▸ **Selected passage**
Personal information
- Full name: Ross Young
- Born: 9 September 1983 (age 42)
- Original team: Bendigo Pioneers
- Draft: 35th overall, 2007 Rookie Draft (Carlton)
- Height: 178 cm (5 ft 10 in)
- Weight: 76 kg (168 lb)
- Position: Midfielder

Club information
- Current club: Richmond

Playing career^{1}
- Years: Club / Games (Goals)
- 2004–07: Northern Bullants / 46 (34)
- 2007: Carlton / 6 (3)
- 2008–12: Perth / 87 (71)
- 2014: Richmond (VFL) / 18 (8)

Representative team honours
- Years: Team / Games (Goals)
- 2008–10: Western Australia / 3 (1)
- ^{1} Playing statistics correct to the end of 2014.

Career highlights
- University Blues premiership 2004; University Blues best and fairest 2004; Sandover Medal Winner 2009; Third place 2008; ; Perth best and fairest 2009, 2011, 2012; Perth captain 2012; VAFA International rules captain, 2013; University Blues best and fairest 2013; Richmond VFL team captain 2014; Richmond VFL best and fairest 2014; Woodrow Medal 2015; University Blues best and fairest 2015;

= Ross Young (footballer) =

Australian rules footballer (born 1983)

▸ **Work to complete**
A – Duplicate the Ross Young profile between "Personal information" and "Rookie Draft (Carlton)", inclusive.
B – According to the Ross Young profile, which club selected him in the 2007 Rookie Draft?
C – State whether each statement agrees with the Ross Young profile, answering yes or no and quoting the deciding words: (i) He played 87 games for Perth. (ii) He captained Perth in 2011. (iii) He won the Sandover Medal in 2009.
The items after the Ross Young profile are separate material and have no connection to it.

▸ **Data provided**
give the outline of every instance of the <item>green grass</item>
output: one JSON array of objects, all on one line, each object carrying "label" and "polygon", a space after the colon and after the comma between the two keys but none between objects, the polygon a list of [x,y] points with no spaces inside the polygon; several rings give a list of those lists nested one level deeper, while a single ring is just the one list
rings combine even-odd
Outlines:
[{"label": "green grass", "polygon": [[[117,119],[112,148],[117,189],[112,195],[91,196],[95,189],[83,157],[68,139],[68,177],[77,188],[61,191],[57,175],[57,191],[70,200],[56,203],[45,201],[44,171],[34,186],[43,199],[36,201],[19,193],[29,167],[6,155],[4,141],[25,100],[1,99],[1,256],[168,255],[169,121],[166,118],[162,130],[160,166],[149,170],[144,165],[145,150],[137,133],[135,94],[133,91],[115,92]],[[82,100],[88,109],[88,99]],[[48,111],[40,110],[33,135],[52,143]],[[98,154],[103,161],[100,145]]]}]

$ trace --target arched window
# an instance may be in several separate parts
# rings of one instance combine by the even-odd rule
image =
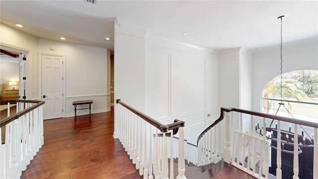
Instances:
[[[288,72],[281,79],[274,78],[264,88],[262,112],[318,122],[318,71]]]

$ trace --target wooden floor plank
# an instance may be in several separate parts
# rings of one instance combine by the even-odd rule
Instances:
[[[113,108],[44,121],[44,145],[21,179],[140,179],[118,139]]]

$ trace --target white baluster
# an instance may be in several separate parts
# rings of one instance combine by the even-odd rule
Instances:
[[[121,105],[118,104],[118,140],[119,142],[121,143],[122,138],[121,138]]]
[[[125,119],[124,118],[124,107],[120,106],[120,113],[121,118],[121,145],[124,148],[124,144],[125,143]]]
[[[129,118],[130,111],[127,110],[126,117],[127,118],[127,142],[126,145],[126,151],[127,152],[127,155],[130,155],[130,143],[131,141],[131,120]],[[129,159],[131,159],[131,157],[130,156]]]
[[[136,132],[137,132],[136,131],[135,129],[135,115],[133,115],[133,113],[132,113],[132,117],[131,117],[131,120],[133,122],[133,123],[134,124],[134,125],[133,125],[133,145],[131,147],[131,150],[132,151],[131,152],[131,153],[132,153],[132,156],[133,156],[133,164],[136,164],[136,141],[135,141],[135,134]]]
[[[20,117],[20,125],[21,126],[21,143],[20,144],[21,147],[21,169],[22,171],[25,171],[26,169],[26,163],[25,156],[26,156],[26,124],[25,121],[25,115],[22,115]]]
[[[4,172],[3,175],[5,178],[10,178],[10,143],[12,142],[10,140],[10,124],[5,125],[5,154],[4,154]]]
[[[254,132],[252,132],[254,131],[253,126],[253,115],[251,115],[250,116],[250,131],[251,134],[252,136],[254,136]],[[251,137],[248,137],[248,152],[247,153],[247,170],[249,170],[250,169],[250,164],[253,163],[254,161],[254,156],[253,156],[252,151],[251,150],[251,148],[252,146],[252,140]]]
[[[298,161],[298,134],[297,133],[297,125],[294,124],[295,131],[294,131],[294,176],[293,179],[299,179],[299,161]]]
[[[149,124],[150,128],[150,136],[149,139],[149,179],[153,179],[153,146],[152,146],[152,140],[153,140],[153,134],[151,133],[152,125]]]
[[[277,121],[277,155],[276,159],[276,178],[281,179],[282,178],[282,149],[280,133],[280,121]]]
[[[139,175],[142,176],[144,174],[144,161],[143,161],[143,120],[140,120],[140,152],[139,153]]]
[[[132,132],[132,122],[131,120],[131,114],[132,112],[128,110],[127,111],[127,119],[128,120],[128,146],[127,147],[127,154],[129,156],[129,159],[132,160],[133,159],[133,154],[131,153],[132,152],[132,136],[133,135]]]
[[[213,161],[214,161],[215,164],[216,164],[218,162],[219,162],[218,156],[217,155],[217,151],[218,151],[217,148],[217,141],[218,139],[217,138],[218,137],[218,135],[217,135],[217,125],[214,126],[214,127],[213,127],[213,129],[214,130],[214,155],[213,155]]]
[[[179,139],[180,140],[180,139]],[[168,179],[167,175],[167,169],[168,167],[166,166],[167,164],[167,162],[166,162],[166,160],[167,159],[168,153],[167,151],[167,143],[165,137],[165,132],[163,132],[163,136],[162,137],[162,155],[161,155],[161,170],[162,170],[162,179]]]
[[[127,151],[127,141],[128,141],[128,133],[127,132],[127,109],[126,108],[124,108],[124,111],[123,111],[123,117],[124,119],[124,126],[125,128],[124,129],[124,145],[123,145],[124,148],[125,148],[125,151]]]
[[[30,112],[30,137],[29,137],[30,143],[29,143],[29,159],[33,160],[33,114],[34,110]]]
[[[10,178],[19,178],[22,174],[21,170],[21,143],[19,137],[19,125],[18,120],[16,119],[9,124],[9,170]]]
[[[144,140],[144,179],[146,179],[148,178],[148,171],[147,169],[147,122],[145,121],[145,139]]]
[[[257,140],[255,138],[253,139],[253,161],[252,165],[252,169],[253,170],[253,176],[255,176],[255,172],[256,171],[256,145],[257,143]]]
[[[184,127],[179,128],[179,157],[178,158],[178,176],[177,179],[185,179],[184,176]]]
[[[318,128],[314,128],[314,179],[318,179]]]
[[[35,109],[35,114],[36,114],[36,117],[35,117],[35,122],[34,122],[34,126],[33,127],[33,130],[34,131],[34,135],[35,137],[35,140],[34,140],[35,142],[35,145],[34,145],[34,152],[35,154],[34,155],[36,155],[36,153],[39,151],[39,108],[36,108]]]
[[[139,158],[139,144],[138,143],[138,139],[139,138],[139,136],[138,135],[139,132],[139,123],[138,123],[138,120],[139,117],[138,116],[136,116],[137,117],[136,123],[137,123],[137,128],[136,128],[136,169],[139,169],[139,163],[140,162],[140,158]],[[141,142],[141,141],[140,141]]]
[[[155,138],[155,166],[154,166],[154,168],[155,168],[155,179],[158,179],[159,178],[159,176],[158,176],[158,172],[159,172],[159,157],[158,157],[158,155],[159,155],[159,150],[158,150],[158,148],[159,148],[159,145],[158,145],[158,130],[157,129],[156,129],[156,138]]]
[[[179,142],[180,139],[179,139]],[[173,130],[171,130],[170,137],[170,178],[173,179]]]
[[[33,124],[32,126],[33,131],[33,136],[32,136],[32,143],[33,145],[32,146],[33,151],[33,156],[35,156],[36,155],[36,121],[37,117],[38,117],[38,114],[37,114],[37,108],[33,110]]]
[[[221,136],[222,136],[222,134],[221,134],[221,122],[219,123],[219,124],[218,124],[217,125],[218,126],[218,128],[219,129],[219,135],[218,135],[218,137],[219,137],[219,149],[218,151],[218,154],[219,154],[219,157],[218,157],[218,160],[217,161],[219,162],[221,159],[221,158],[220,157],[222,156],[222,155],[221,154]]]
[[[230,163],[231,161],[231,137],[230,136],[230,112],[225,114],[225,147],[224,147],[224,162]]]
[[[17,106],[16,106],[16,107],[17,108]],[[8,102],[8,106],[7,106],[7,108],[6,109],[6,111],[7,111],[7,117],[9,117],[10,116],[10,102]]]
[[[210,129],[210,140],[209,141],[209,142],[210,143],[210,158],[211,159],[211,161],[210,161],[210,163],[213,163],[213,143],[212,142],[213,140],[212,140],[212,138],[213,138],[213,135],[212,135],[212,129]]]
[[[2,131],[1,128],[0,127],[0,151],[2,152]],[[0,152],[0,157],[1,157],[1,161],[4,161],[5,162],[5,156],[3,155],[2,152]],[[4,160],[3,160],[3,157],[4,158]],[[3,165],[2,167],[2,165]],[[3,175],[4,174],[2,174],[2,171],[4,171],[4,163],[2,162],[0,163],[0,178],[4,178],[4,176]],[[3,169],[3,170],[2,170]]]
[[[202,141],[202,138],[201,138],[200,140],[199,140],[199,142],[198,143],[198,166],[201,166],[202,165],[202,145],[201,144],[201,141]]]

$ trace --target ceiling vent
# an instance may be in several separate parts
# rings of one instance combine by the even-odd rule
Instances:
[[[84,0],[94,4],[96,4],[96,0]]]

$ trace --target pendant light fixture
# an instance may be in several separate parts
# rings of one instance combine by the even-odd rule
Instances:
[[[279,103],[279,106],[277,109],[277,111],[276,111],[275,115],[277,115],[278,111],[279,110],[280,107],[282,105],[285,108],[287,112],[291,115],[291,116],[294,118],[293,115],[289,112],[288,109],[286,108],[286,106],[285,106],[285,104],[283,102],[283,23],[282,23],[282,19],[283,18],[285,17],[285,15],[282,15],[278,17],[278,19],[280,19],[280,102]],[[265,126],[265,127],[259,126],[259,124],[257,124],[255,126],[255,131],[259,135],[262,136],[263,133],[262,133],[262,130],[266,130],[267,132],[268,132],[269,135],[266,135],[266,139],[268,140],[271,140],[272,141],[275,142],[277,144],[277,135],[278,135],[278,130],[277,130],[277,123],[276,122],[276,127],[272,128],[272,124],[273,124],[273,122],[274,121],[274,119],[273,119],[269,125],[268,127]],[[266,124],[266,123],[265,123]],[[297,125],[297,124],[295,124]],[[303,152],[303,147],[314,147],[314,138],[313,136],[310,136],[306,132],[306,131],[304,129],[303,127],[301,125],[299,125],[299,126],[302,128],[302,135],[298,135],[298,138],[299,139],[298,141],[302,141],[300,142],[298,145],[298,151],[294,151],[293,150],[293,146],[294,146],[294,138],[293,137],[291,139],[289,138],[289,136],[294,136],[294,133],[291,131],[291,125],[289,125],[289,130],[281,130],[281,151],[285,153],[293,154],[294,152],[298,152],[298,154],[301,154]],[[304,133],[305,133],[309,137],[309,139],[305,137],[304,136]],[[276,136],[275,136],[276,135]],[[284,146],[286,146],[284,147]],[[274,146],[271,144],[271,147],[274,149],[277,150],[277,147],[276,146]]]

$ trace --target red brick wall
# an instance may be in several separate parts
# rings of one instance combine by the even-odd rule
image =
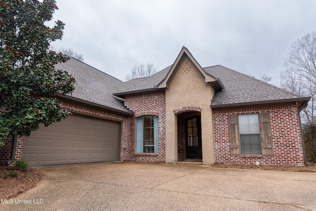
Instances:
[[[270,112],[274,155],[232,155],[230,154],[228,115]],[[215,158],[225,164],[261,165],[304,165],[302,139],[297,106],[241,108],[214,111]]]
[[[135,162],[165,162],[165,96],[164,92],[126,96],[125,104],[135,115],[128,120],[128,128],[122,133],[122,160]],[[158,153],[135,153],[135,118],[146,115],[158,116],[159,143]],[[123,141],[124,140],[124,141]]]

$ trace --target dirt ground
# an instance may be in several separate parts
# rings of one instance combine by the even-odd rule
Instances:
[[[316,173],[316,164],[310,166],[294,167],[286,166],[259,166],[250,165],[229,165],[216,163],[213,168],[244,169],[266,170],[280,170],[294,172]],[[42,173],[40,169],[30,169],[27,172],[19,172],[16,177],[9,175],[12,167],[0,167],[0,199],[9,199],[16,197],[27,190],[35,187],[41,180]]]
[[[41,179],[42,174],[37,169],[30,169],[27,172],[16,171],[15,177],[9,175],[12,170],[12,167],[0,167],[0,199],[14,198],[35,186]]]

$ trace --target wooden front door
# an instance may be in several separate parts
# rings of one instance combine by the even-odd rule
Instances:
[[[202,159],[201,117],[196,116],[186,120],[186,158]]]

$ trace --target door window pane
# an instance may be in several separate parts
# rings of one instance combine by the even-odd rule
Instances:
[[[158,153],[158,117],[140,117],[136,124],[136,153]]]

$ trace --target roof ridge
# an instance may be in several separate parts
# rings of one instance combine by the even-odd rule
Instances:
[[[216,66],[221,66],[221,67],[223,67],[223,68],[225,68],[225,69],[228,69],[228,70],[230,70],[233,71],[234,71],[234,72],[236,72],[236,73],[238,73],[238,74],[239,74],[243,75],[243,76],[245,76],[245,77],[248,77],[248,78],[251,78],[251,79],[254,79],[254,80],[256,80],[257,81],[258,81],[258,82],[259,82],[259,83],[261,83],[261,84],[267,84],[267,85],[269,85],[269,86],[272,86],[272,87],[273,87],[274,88],[276,88],[278,89],[279,89],[279,90],[281,90],[281,91],[284,91],[284,92],[287,92],[288,93],[289,93],[289,94],[294,94],[294,95],[296,95],[296,96],[298,96],[298,97],[306,97],[306,96],[305,96],[305,95],[300,95],[300,94],[296,94],[296,93],[295,93],[291,92],[289,91],[288,91],[288,90],[285,90],[285,89],[283,89],[283,88],[280,88],[280,87],[278,87],[278,86],[276,86],[276,85],[275,85],[272,84],[269,84],[269,83],[267,83],[267,82],[264,82],[263,81],[262,81],[262,80],[259,80],[259,79],[258,79],[256,78],[255,77],[252,77],[252,76],[249,76],[249,75],[246,75],[246,74],[245,74],[244,73],[241,73],[241,72],[238,72],[238,71],[236,71],[236,70],[233,70],[233,69],[232,69],[226,67],[225,67],[225,66],[223,66],[223,65],[216,65]]]
[[[137,79],[132,79],[132,80],[136,80],[136,79],[144,79],[143,81],[141,81],[141,82],[142,82],[142,83],[144,83],[144,82],[145,82],[145,81],[146,81],[147,79],[149,79],[151,78],[152,77],[154,76],[155,76],[155,75],[156,75],[156,74],[158,74],[158,73],[160,73],[160,72],[162,71],[163,71],[163,70],[165,70],[166,69],[168,68],[169,67],[171,66],[172,65],[169,65],[169,66],[167,66],[167,67],[165,67],[165,68],[163,68],[163,69],[159,70],[159,71],[158,71],[158,72],[157,72],[157,73],[156,73],[155,74],[152,75],[151,75],[151,76],[147,76],[147,77],[144,77],[144,78],[137,78]],[[131,81],[131,80],[129,80],[129,81],[128,81],[129,82],[129,81]],[[126,83],[126,82],[125,82],[125,83]],[[125,90],[127,90],[127,89],[130,89],[130,88],[132,88],[132,87],[134,87],[134,86],[136,86],[136,85],[138,85],[138,84],[133,84],[133,85],[131,85],[130,86],[128,86],[128,87],[126,87],[126,88],[125,88],[124,90],[122,90],[122,91],[121,91],[121,92],[124,92],[124,91],[125,91]]]

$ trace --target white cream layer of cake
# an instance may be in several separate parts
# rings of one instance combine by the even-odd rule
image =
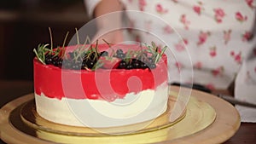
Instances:
[[[104,128],[122,126],[154,119],[166,112],[166,82],[156,89],[129,93],[112,102],[102,100],[49,98],[35,94],[38,113],[44,118],[67,125]],[[82,114],[81,114],[82,113]]]

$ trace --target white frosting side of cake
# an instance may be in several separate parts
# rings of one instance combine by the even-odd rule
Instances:
[[[96,128],[121,126],[154,119],[166,112],[167,100],[166,82],[158,86],[155,90],[146,89],[137,94],[129,93],[124,99],[116,99],[112,102],[90,99],[62,98],[59,100],[49,98],[44,94],[41,95],[35,94],[37,112],[44,118],[62,124]],[[77,112],[76,108],[81,111]],[[94,118],[91,113],[83,111],[92,108],[102,118],[110,118],[119,121],[111,123],[103,120],[104,118]],[[85,118],[93,119],[89,124],[84,124],[84,118],[79,115],[79,112],[84,113]]]

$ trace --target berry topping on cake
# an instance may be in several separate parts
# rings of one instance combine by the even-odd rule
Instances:
[[[44,65],[53,65],[60,68],[73,70],[154,69],[166,49],[164,47],[161,49],[152,42],[151,45],[137,46],[137,49],[129,48],[122,49],[104,40],[109,49],[102,50],[99,49],[97,41],[96,44],[85,44],[87,41],[90,41],[86,38],[84,44],[80,44],[78,41],[78,44],[72,46],[74,49],[71,50],[67,49],[69,47],[64,46],[67,37],[67,34],[62,47],[53,49],[50,34],[50,48],[48,48],[49,44],[39,44],[37,49],[33,49],[38,60]]]

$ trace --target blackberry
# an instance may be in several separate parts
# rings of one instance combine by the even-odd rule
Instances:
[[[131,65],[133,68],[140,68],[140,60],[132,59]]]
[[[91,61],[91,60],[86,61],[86,66],[90,69],[91,69],[93,67],[94,64],[95,64],[94,61]]]
[[[123,50],[122,49],[117,49],[116,50],[116,54],[119,55],[119,54],[124,54]]]
[[[121,60],[120,63],[119,63],[119,66],[118,66],[118,68],[120,68],[120,69],[126,68],[126,62],[124,61],[124,60]]]
[[[151,63],[148,65],[150,69],[154,69],[156,67],[156,65],[154,63]]]
[[[142,69],[146,69],[146,68],[148,68],[148,66],[147,66],[146,63],[141,61],[140,67],[141,67]]]
[[[45,63],[47,65],[49,65],[49,64],[52,64],[52,61],[53,61],[52,56],[50,55],[45,55]]]
[[[127,70],[133,69],[132,65],[131,65],[131,64],[128,64],[128,65],[126,66],[126,69],[127,69]]]

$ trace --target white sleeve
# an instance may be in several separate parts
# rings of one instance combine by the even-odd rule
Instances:
[[[237,74],[235,97],[256,104],[256,48],[252,49]],[[242,122],[256,123],[256,108],[236,106]]]
[[[93,16],[93,12],[96,6],[102,1],[102,0],[84,0],[84,4],[86,6],[87,14],[90,18]]]

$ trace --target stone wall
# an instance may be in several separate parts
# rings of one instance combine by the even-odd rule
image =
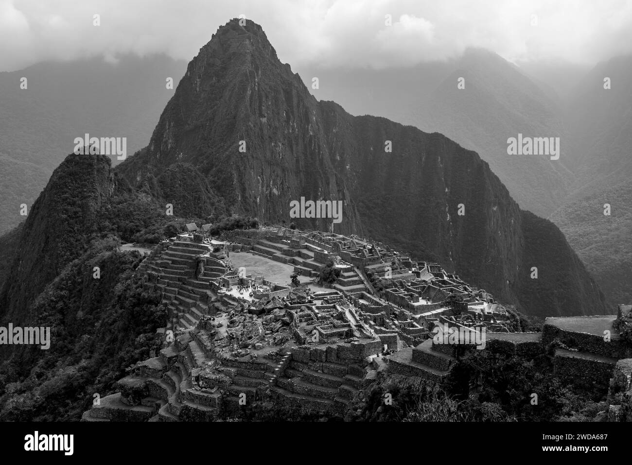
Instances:
[[[612,329],[614,331],[614,329]],[[546,347],[554,339],[559,340],[567,347],[604,357],[632,357],[632,350],[626,346],[623,339],[613,337],[609,341],[605,341],[603,336],[568,331],[545,323],[542,328],[542,344]]]

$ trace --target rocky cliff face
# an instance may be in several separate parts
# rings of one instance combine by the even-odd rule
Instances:
[[[335,232],[437,260],[530,314],[606,311],[557,227],[522,212],[476,153],[317,102],[252,21],[230,21],[202,47],[149,145],[117,169],[140,186],[178,162],[195,167],[233,211],[270,222],[294,220],[289,202],[301,196],[341,200]]]
[[[97,210],[116,184],[109,157],[69,155],[53,172],[22,227],[0,291],[0,322],[28,323],[27,310],[99,231]]]

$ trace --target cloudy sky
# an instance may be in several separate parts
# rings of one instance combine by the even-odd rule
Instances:
[[[129,52],[189,61],[240,15],[298,67],[411,66],[470,46],[516,63],[632,52],[632,0],[0,0],[0,71]]]

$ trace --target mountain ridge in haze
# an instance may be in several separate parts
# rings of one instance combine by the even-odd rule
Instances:
[[[368,234],[436,260],[526,313],[606,311],[563,235],[521,212],[478,155],[441,135],[317,102],[250,20],[229,21],[200,49],[149,145],[116,169],[139,187],[176,162],[193,166],[236,212],[279,223],[289,220],[292,200],[340,200],[343,221],[334,232]],[[549,244],[554,260],[538,251]]]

▸ **Solution set**
A –
Personal information
- Full name: Ross Young
- Born: 9 September 1983 (age 42)
- Original team: Bendigo Pioneers
- Draft: 35th overall, 2007 Rookie Draft (Carlton)

B – Carlton, with the 35th overall pick.

C –
(i) Yes: "2008–12: Perth / 87 (71)"
(ii) No: "Perth captain 2012"
(iii) Yes: "Sandover Medal Winner 2009"